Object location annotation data
■ ■ ■ ■

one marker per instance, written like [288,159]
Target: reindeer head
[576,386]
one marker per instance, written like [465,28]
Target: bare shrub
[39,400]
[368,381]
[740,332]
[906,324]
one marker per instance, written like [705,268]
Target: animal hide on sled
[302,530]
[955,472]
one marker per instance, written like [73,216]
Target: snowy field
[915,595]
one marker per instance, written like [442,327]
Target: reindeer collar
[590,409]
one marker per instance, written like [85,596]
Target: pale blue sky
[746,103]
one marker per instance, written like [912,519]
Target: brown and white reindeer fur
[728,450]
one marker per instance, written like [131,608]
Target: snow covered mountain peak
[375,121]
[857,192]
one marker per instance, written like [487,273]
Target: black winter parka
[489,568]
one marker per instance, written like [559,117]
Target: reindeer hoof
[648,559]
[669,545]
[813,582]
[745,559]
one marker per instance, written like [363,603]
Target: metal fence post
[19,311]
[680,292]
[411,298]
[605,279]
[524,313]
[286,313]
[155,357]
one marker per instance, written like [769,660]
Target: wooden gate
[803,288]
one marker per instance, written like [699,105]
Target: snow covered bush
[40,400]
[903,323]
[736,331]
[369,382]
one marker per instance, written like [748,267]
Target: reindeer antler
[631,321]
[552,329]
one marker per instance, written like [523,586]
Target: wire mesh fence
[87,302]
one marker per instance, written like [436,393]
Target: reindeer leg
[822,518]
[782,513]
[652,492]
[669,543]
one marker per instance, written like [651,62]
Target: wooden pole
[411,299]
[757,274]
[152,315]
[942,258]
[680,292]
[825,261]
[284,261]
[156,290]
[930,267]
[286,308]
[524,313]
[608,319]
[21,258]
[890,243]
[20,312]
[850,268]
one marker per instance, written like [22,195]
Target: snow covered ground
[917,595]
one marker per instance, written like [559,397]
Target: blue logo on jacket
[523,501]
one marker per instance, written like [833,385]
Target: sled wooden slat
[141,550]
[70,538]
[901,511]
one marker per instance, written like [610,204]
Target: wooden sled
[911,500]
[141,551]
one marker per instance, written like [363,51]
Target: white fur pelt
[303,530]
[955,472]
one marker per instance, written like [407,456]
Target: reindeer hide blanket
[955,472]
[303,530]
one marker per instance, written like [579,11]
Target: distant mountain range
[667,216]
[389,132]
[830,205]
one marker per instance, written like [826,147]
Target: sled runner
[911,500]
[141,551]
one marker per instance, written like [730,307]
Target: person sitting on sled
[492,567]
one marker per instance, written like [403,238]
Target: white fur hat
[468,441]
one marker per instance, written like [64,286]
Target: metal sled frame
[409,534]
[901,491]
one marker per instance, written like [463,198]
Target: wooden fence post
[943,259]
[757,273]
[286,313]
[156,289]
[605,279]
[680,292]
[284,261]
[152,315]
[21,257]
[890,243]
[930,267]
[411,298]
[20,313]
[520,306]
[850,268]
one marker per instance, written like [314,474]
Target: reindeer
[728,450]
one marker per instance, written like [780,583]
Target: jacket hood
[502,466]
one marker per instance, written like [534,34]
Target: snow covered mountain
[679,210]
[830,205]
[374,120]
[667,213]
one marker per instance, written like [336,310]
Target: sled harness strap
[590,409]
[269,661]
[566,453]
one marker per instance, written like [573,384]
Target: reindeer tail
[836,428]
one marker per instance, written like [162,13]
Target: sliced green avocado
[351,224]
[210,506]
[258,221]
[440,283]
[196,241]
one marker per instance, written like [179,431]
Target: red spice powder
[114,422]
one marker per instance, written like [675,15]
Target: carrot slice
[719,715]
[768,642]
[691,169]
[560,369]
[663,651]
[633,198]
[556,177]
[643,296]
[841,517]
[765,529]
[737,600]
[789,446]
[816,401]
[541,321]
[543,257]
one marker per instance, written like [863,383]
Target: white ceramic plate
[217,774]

■ ■ ■ ■

AIM: Find the line that contains "one marker per instance, written like [573,384]". Repeat it and every line after it, exactly as written, up to and including the last line of the records above.

SOLUTION FOR THIS TASK:
one marker per instance, written like [573,384]
Target: reindeer tail
[836,428]
one marker per instance, written like [162,13]
Target: sliced green avocado
[351,224]
[210,506]
[258,221]
[440,283]
[196,241]
one marker per instance, written like [179,431]
Target: red spice powder
[114,422]
one marker per instance, written like [675,15]
Target: carrot slice
[719,715]
[768,642]
[691,169]
[560,369]
[663,651]
[633,198]
[556,177]
[643,296]
[841,517]
[765,529]
[737,600]
[789,446]
[816,401]
[541,321]
[543,257]
one marker per instance, written like [863,383]
Target: white ceramic plate
[217,774]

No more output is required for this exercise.